▸ Problem to solve
In the entries that follow, the first line to write out is the one containing "TARGET: the orange and white boat", and the last is the one containing "TARGET: the blue wooden kiosk". Reproduce that stretch exactly, with nothing before or after it.

▸ Supplied material
◇ ◇ ◇ ◇

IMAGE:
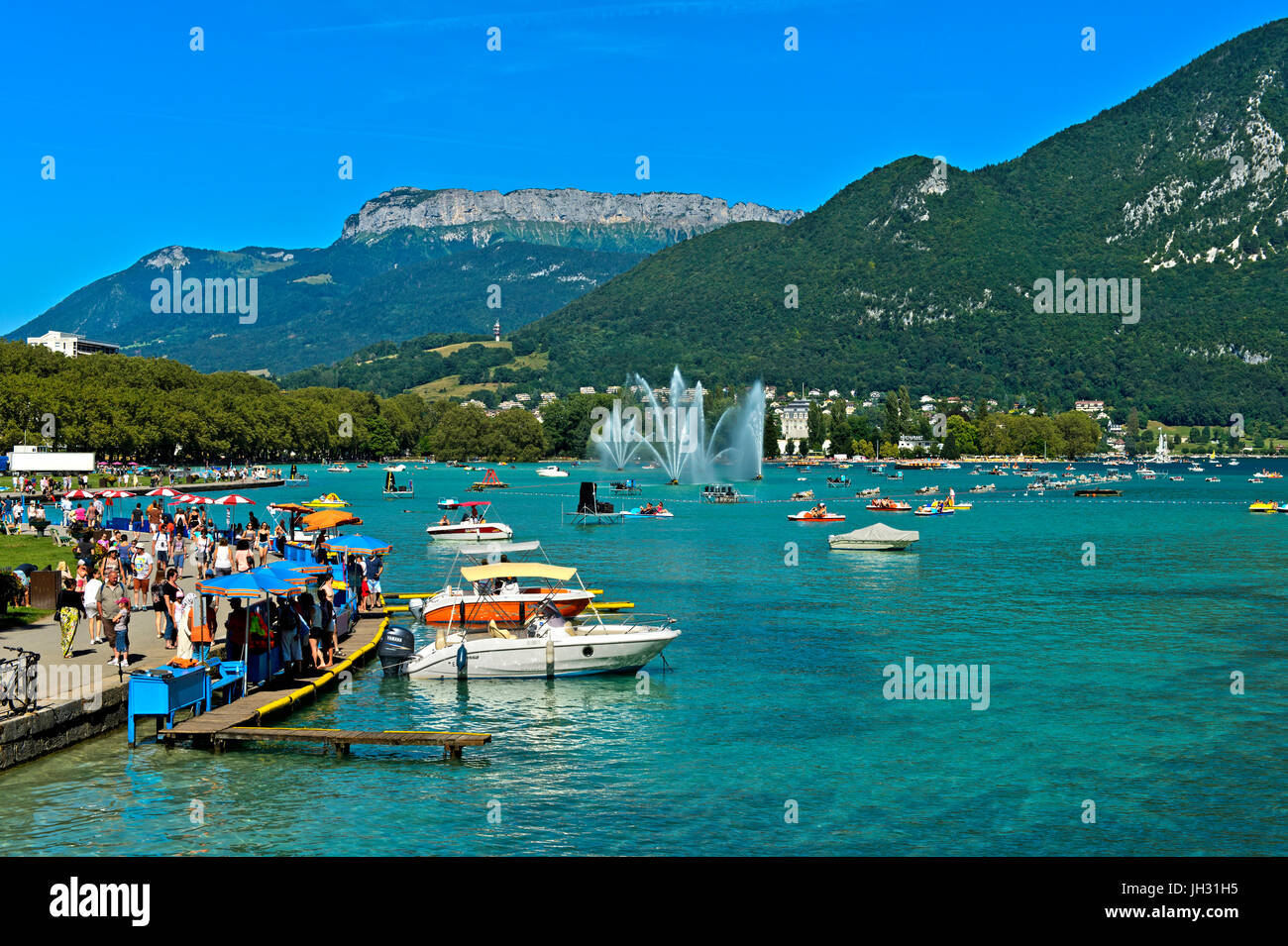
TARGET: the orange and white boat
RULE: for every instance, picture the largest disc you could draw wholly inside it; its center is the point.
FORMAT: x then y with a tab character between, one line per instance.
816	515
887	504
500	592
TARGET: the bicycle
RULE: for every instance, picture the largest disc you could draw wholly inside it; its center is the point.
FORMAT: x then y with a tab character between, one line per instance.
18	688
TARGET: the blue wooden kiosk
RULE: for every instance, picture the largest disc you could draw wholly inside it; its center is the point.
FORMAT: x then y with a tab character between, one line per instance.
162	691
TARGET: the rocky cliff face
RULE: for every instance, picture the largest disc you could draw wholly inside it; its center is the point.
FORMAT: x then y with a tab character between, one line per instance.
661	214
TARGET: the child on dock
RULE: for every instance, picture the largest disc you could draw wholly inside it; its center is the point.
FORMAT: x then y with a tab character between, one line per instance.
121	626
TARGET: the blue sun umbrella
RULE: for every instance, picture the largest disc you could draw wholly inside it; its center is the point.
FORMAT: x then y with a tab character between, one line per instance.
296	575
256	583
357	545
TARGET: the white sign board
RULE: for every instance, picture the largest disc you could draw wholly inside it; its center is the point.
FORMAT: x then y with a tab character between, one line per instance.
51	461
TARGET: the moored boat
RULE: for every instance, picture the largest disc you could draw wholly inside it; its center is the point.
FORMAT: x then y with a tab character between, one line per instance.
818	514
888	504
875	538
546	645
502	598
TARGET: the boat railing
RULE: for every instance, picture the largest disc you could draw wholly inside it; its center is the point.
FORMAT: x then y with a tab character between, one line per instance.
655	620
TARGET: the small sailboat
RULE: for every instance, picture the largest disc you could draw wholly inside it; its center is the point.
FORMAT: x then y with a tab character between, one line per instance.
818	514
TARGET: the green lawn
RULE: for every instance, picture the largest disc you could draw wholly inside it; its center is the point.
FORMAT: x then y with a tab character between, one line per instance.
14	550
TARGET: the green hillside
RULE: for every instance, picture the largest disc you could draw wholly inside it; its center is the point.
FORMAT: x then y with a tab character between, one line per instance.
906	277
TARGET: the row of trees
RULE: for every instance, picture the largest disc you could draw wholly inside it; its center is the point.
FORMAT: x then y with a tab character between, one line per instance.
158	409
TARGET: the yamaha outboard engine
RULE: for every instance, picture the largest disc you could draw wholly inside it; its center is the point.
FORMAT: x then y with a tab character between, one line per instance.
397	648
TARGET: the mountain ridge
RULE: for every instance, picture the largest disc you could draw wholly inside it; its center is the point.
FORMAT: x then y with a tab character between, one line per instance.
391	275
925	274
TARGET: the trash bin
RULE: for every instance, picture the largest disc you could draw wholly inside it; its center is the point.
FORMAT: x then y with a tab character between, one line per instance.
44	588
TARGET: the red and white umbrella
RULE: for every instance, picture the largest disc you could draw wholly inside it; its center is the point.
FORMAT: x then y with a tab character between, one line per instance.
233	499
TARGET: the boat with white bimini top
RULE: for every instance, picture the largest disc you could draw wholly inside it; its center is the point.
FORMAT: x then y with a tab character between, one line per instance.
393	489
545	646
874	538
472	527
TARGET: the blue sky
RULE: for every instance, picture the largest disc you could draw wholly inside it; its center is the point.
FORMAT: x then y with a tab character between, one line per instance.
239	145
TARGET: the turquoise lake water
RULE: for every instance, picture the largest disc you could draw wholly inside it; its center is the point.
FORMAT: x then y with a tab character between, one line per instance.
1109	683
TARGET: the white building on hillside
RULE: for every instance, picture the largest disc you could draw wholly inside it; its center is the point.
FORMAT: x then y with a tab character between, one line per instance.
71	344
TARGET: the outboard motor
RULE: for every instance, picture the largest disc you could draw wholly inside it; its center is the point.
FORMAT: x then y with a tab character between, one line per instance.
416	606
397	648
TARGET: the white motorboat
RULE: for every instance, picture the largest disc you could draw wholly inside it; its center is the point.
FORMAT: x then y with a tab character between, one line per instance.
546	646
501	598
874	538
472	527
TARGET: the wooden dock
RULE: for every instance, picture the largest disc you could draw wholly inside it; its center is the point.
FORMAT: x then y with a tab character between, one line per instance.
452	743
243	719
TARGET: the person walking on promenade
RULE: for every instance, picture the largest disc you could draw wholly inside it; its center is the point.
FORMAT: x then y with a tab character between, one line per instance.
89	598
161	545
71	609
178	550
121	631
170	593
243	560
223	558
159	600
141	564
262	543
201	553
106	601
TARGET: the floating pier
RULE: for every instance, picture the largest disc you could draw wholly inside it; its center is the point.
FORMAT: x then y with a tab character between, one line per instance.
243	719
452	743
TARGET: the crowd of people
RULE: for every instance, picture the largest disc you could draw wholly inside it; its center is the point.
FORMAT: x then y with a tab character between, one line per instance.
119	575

◇ ◇ ◇ ◇

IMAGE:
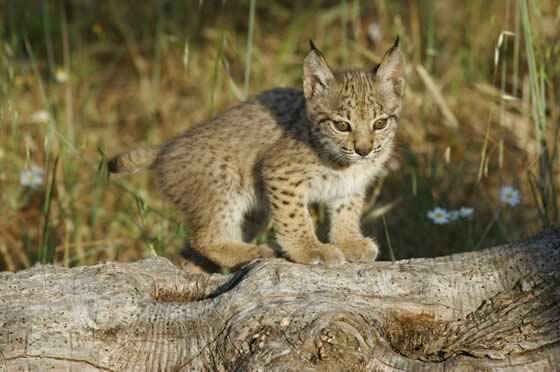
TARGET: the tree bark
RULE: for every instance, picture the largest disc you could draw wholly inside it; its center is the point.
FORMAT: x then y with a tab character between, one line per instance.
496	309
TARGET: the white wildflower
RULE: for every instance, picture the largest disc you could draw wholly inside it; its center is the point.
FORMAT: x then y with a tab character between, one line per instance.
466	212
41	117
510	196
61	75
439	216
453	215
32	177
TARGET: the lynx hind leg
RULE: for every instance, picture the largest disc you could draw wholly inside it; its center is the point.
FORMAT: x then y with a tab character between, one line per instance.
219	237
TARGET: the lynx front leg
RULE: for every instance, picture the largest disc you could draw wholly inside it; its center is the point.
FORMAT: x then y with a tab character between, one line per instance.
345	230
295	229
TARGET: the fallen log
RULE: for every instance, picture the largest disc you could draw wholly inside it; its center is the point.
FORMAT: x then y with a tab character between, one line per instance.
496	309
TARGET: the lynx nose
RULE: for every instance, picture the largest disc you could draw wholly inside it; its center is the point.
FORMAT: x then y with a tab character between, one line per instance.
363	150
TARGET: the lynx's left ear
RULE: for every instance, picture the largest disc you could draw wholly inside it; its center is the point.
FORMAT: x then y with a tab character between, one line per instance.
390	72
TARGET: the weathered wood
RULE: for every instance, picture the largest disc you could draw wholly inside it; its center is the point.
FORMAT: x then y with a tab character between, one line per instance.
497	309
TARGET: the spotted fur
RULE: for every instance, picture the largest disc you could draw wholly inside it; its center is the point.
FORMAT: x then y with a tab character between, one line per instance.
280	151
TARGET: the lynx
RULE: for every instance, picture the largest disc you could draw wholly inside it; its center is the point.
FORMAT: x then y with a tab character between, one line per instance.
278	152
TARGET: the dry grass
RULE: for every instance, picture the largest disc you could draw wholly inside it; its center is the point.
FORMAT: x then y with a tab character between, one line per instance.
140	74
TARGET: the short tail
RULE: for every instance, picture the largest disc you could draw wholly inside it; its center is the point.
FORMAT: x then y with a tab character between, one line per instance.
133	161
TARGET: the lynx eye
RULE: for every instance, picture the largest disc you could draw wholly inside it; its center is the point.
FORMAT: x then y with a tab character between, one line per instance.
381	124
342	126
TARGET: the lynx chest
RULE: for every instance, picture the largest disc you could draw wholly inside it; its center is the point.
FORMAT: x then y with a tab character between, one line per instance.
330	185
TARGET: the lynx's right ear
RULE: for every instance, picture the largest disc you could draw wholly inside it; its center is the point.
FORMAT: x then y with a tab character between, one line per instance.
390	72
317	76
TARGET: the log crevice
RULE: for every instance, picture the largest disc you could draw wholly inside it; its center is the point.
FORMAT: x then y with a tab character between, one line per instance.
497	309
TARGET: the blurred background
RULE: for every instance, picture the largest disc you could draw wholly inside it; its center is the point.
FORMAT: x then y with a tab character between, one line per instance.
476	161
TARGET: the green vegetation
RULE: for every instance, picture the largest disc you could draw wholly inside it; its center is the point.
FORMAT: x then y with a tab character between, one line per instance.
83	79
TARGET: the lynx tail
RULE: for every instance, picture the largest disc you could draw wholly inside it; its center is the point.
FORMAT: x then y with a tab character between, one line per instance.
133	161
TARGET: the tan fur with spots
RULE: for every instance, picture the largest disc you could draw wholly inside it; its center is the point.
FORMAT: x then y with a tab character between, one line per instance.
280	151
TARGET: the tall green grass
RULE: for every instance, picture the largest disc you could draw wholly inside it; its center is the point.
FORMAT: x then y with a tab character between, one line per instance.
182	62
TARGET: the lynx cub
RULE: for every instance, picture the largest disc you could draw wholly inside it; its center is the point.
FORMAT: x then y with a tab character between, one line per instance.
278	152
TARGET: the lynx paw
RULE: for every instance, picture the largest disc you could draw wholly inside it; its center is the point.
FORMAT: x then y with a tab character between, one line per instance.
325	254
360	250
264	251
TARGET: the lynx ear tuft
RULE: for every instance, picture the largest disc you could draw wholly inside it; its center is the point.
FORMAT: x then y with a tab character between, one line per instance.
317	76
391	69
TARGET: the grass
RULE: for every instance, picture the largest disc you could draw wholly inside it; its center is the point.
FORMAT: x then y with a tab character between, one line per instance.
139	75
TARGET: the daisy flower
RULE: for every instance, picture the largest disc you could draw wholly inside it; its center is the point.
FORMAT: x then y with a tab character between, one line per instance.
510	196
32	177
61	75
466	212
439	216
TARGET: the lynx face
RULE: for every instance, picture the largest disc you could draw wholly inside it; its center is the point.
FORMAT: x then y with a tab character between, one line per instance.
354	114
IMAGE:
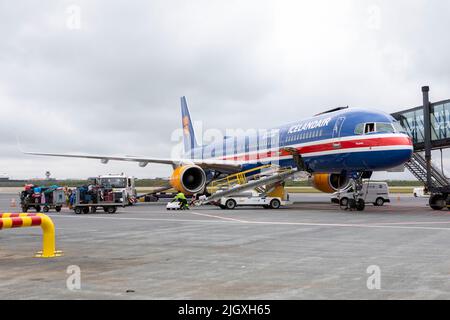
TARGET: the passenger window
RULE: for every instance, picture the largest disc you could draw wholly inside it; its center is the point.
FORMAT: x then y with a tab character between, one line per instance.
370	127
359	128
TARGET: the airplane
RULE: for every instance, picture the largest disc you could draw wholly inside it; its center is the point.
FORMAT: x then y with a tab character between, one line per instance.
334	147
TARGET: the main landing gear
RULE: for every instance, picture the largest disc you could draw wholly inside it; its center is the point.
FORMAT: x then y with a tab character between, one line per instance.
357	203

◇ ◇ ◇ ◇

▸ Task result
TARGET: the orange and white boat
RULE: for every instance, picture the largest disc you could draw wholly inside it; its center is the point.
FORMAT: x then y with a tab character between, one line per instance.
816	515
887	504
500	592
TARGET: the bicycle
RULE: for every instance, picture the largest disc you could draw wholly inside it; its center is the point.
FORMAT: x then y with a tab character between, one line per instance.
18	688
TARGET: the blue wooden kiosk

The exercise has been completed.